-------- SUPPLIED MATERIAL --------
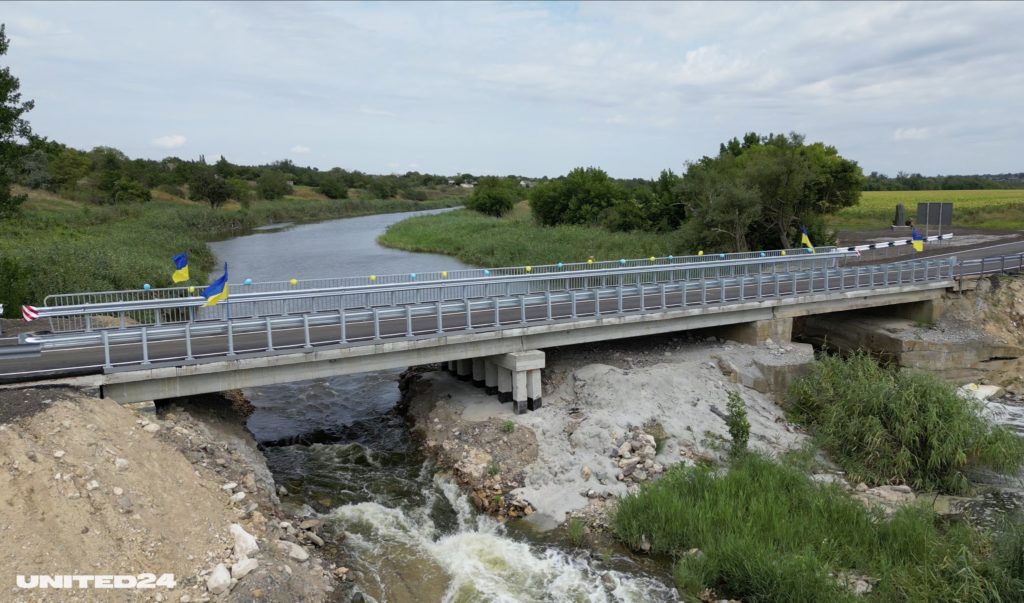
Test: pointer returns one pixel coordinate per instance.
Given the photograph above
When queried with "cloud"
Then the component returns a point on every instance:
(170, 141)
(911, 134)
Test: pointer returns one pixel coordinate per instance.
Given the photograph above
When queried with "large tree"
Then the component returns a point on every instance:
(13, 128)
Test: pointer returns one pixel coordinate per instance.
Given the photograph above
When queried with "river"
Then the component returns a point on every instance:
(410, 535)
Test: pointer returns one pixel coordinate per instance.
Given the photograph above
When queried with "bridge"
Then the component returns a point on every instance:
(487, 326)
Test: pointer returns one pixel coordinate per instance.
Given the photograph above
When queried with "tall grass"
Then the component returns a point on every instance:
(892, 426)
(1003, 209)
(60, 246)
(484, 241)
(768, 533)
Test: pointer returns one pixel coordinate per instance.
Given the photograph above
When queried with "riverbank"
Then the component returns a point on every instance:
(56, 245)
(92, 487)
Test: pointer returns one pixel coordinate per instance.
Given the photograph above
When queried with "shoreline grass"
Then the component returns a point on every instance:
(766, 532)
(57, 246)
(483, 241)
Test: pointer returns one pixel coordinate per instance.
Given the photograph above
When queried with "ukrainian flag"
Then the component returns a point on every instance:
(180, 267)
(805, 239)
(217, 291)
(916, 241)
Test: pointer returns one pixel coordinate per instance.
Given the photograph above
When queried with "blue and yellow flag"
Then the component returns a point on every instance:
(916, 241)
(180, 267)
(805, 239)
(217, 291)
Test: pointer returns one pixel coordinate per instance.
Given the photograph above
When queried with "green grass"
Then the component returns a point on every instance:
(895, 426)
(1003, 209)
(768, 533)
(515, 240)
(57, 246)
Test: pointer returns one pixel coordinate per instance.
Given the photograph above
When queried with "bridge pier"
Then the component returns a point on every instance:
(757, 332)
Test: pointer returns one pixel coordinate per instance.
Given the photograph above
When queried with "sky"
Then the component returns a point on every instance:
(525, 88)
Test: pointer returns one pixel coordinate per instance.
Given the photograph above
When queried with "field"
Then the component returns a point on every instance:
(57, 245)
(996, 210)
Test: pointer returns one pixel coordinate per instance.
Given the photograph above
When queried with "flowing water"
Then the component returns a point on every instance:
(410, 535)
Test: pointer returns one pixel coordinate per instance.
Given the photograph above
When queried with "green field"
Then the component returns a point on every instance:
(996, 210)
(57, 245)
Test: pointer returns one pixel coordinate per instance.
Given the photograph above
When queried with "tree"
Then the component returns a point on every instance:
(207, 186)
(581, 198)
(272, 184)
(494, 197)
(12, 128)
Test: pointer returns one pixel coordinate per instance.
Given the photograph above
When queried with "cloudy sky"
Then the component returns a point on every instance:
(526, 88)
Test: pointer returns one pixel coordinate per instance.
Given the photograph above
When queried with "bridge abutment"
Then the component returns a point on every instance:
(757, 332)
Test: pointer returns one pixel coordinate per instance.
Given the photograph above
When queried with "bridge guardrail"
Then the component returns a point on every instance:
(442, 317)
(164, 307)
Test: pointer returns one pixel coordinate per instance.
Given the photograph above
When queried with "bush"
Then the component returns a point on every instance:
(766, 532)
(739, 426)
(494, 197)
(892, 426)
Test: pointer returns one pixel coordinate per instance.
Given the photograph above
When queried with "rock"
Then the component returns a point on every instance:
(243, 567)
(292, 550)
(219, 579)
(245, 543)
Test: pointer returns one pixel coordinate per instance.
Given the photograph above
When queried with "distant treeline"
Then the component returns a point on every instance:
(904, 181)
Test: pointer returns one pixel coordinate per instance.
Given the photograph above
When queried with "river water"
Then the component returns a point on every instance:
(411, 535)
--------
## TASK ITEM
Reproduce the data word for word; no pictures.

## SOLUTION TO THIS TASK
Test: pointer returns one pixel coordinate per instance.
Given the photograph above
When queried with "cloud"
Then the component returns a point on every instance:
(170, 141)
(911, 134)
Test: pointer returns one pixel coordinate per instance.
Given the photograph above
When queried with "large tree"
Then the component returns a point on every instance:
(13, 128)
Test: pointer returns one pixel coordinate per instance.
Given the photograph above
When queried with "river"
Then the component returns a point on every instance:
(410, 535)
Test: pointer returns one pixel coordinate per instance.
Given the photograph above
When queried with "bridge"
Then the component returns a point on every instance:
(487, 326)
Test: pointer returns one pixel coordinate per instance.
Given the photograph above
When queried with "tall grass"
Then the component returns a point on every instance:
(892, 426)
(1003, 209)
(60, 246)
(484, 241)
(768, 533)
Test: pointer returns one pixel coordinate per instance.
Given the photograph above
When queried with "riverbank"
Then the component returns a point on every instance:
(56, 245)
(92, 487)
Test: pointer returns one pixel coordinate per instance.
Given the photograph above
When queried with "shoreline grass"
Then the component returns a point on every instance:
(766, 532)
(57, 246)
(483, 241)
Test: pointer returns one pixel coordinate per instance.
Given the photograph above
When queried with "ukrainian flag"
Then the component returns a point on every instance:
(180, 267)
(805, 239)
(217, 291)
(916, 241)
Test: pointer returns one pixel coordinate per instance.
Given the photograph above
When queried with "blue and yellow flag"
Then the component returns a point on every instance:
(916, 241)
(180, 267)
(805, 239)
(217, 291)
Test: pointer returns one pixel coordinate per instance.
Given the photograph above
When queried with "green grass"
Then the component returns a point on every instance:
(895, 426)
(1003, 209)
(768, 533)
(515, 240)
(57, 246)
Test: pointer returns one pixel coordinate per instance.
Given the photograph above
When queried with "bridge pier"
Then the component returns a point on every instance:
(757, 332)
Test: pointer returns one pixel coordinate per instance.
Given the photograph above
When queried with "sky"
Then the component returns a point on every instance:
(525, 88)
Test: pointer returns one pixel coordinate per instance.
Given the photograph above
When queried with "field"
Then the component returns a point on every instance:
(57, 245)
(996, 210)
Test: pointer returns one pixel coordinate per instance.
Given the photograph above
When queried with "flowing water"
Then the component returns a point on every instance:
(410, 535)
Test: pointer returns one pixel coordinate per instance.
Given the photograph above
When queried with "green field"
Then the component returns a point on every instance:
(996, 210)
(57, 245)
Test: pointer returns one pixel coordinate per instance.
Given the photograph above
When queried with "tree"
Then the component returns a point on every instance:
(207, 186)
(581, 198)
(272, 184)
(494, 197)
(12, 128)
Test: pointer returns one pixel coordinate per instance.
Given the photograph above
When queried with "cloudy sky"
Then the component returns a point on every instance:
(526, 88)
Test: pointer returns one pixel coordinate per instance.
Given the photograph above
When queried with "bridge abutment"
Then the component returns a point on every instance:
(757, 332)
Test: pointer returns one pixel coordinate per instance.
Given the photograph above
When queried with "bridge guardrail"
Then the component returns a point on every instance:
(442, 317)
(164, 307)
Test: pointer returns one pixel coordinate per instance.
Given the photograph above
When queried with "bush"
Then the component returns a point on every instance:
(766, 532)
(739, 426)
(494, 197)
(892, 426)
Test: pointer returns one pixel coordinate per instance.
Given the photograph above
When queried with "rock"
Then the component returns a point on every instance:
(243, 567)
(292, 550)
(219, 579)
(245, 543)
Test: pointer returns one pixel coordinate per instance.
Given the photograph above
When queried with "distant treeline"
Then the component returns a point on every instance:
(904, 181)
Test: pointer returns one pixel coordinate per instance.
Given the photograph above
When queried with "river water"
Then the component returns a point on every instance:
(411, 535)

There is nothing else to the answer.